▶ **WHAT TO DO**
The reply should contain all the data below, repeated exactly, and none of the images.

Top of DATA SHOWN

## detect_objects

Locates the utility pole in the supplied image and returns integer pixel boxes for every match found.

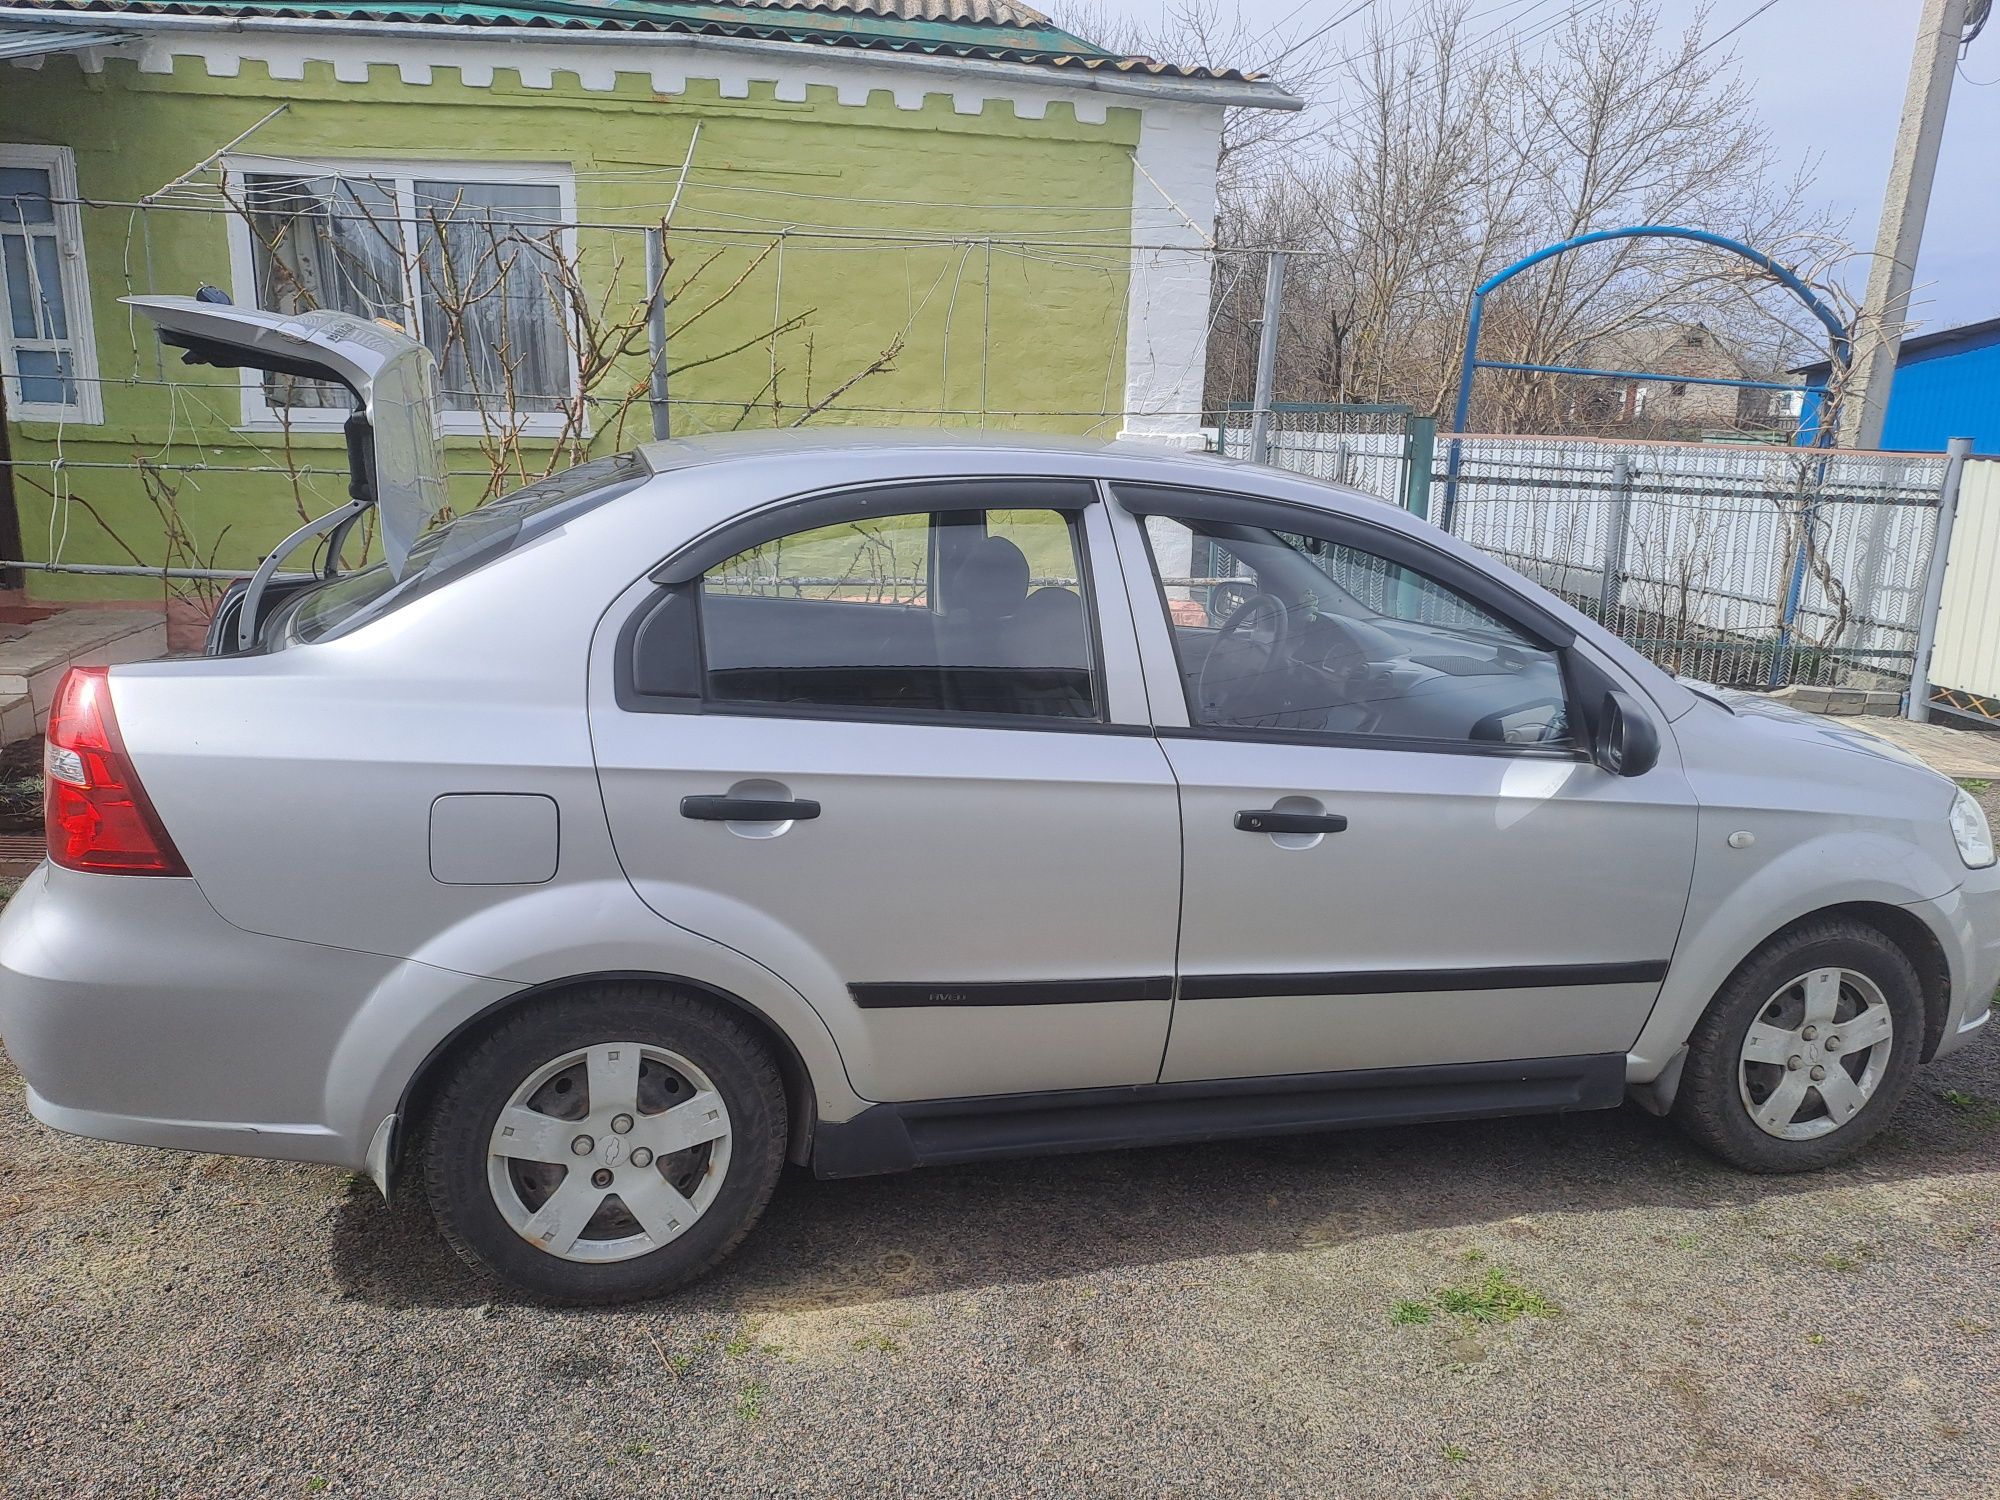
[1246,250,1287,465]
[645,226,671,441]
[1838,0,1972,450]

Bottom of DATA SHOWN

▶ **FINISHED EXERCISE**
## detect_objects

Locates the utility pole in the supplied image and returns integer pixel boxes for every match found.

[1246,250,1287,465]
[645,226,671,441]
[1838,0,1972,450]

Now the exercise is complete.